(Pointing and labeling entries)
########

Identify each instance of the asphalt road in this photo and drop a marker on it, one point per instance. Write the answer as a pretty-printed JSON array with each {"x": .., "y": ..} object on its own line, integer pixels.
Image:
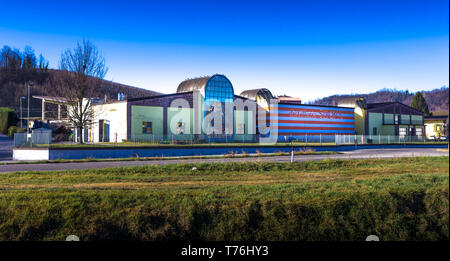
[{"x": 357, "y": 154}]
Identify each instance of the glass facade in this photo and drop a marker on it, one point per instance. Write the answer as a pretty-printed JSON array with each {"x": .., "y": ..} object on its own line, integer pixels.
[{"x": 218, "y": 89}]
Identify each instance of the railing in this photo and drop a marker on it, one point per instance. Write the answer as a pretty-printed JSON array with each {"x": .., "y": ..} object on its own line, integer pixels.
[
  {"x": 45, "y": 140},
  {"x": 32, "y": 139}
]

########

_What the exercise asks_
Print all of the material above again line for line, without the pictures.

_Problem solution_
Identify each instance of the asphalt road in this photo and drop a marker on it, one point per instance. Write the answer as a pretty-printed JSON array with each {"x": .., "y": ..} object on its own line, integer pixels.
Image:
[{"x": 357, "y": 154}]
Identify each instance of the glass facade in this photo and drop a marker on it, one point per instance. Write the answer as a pretty-printed JSON array with each {"x": .., "y": ..} object on its own line, integer pixels.
[{"x": 218, "y": 89}]
Identify each instance of the railing in this photo and drop a marker on it, one point per instance. Write the answer as a pretty-printed JSON array with each {"x": .., "y": ..} object on its own line, integer pixels.
[
  {"x": 45, "y": 140},
  {"x": 32, "y": 139}
]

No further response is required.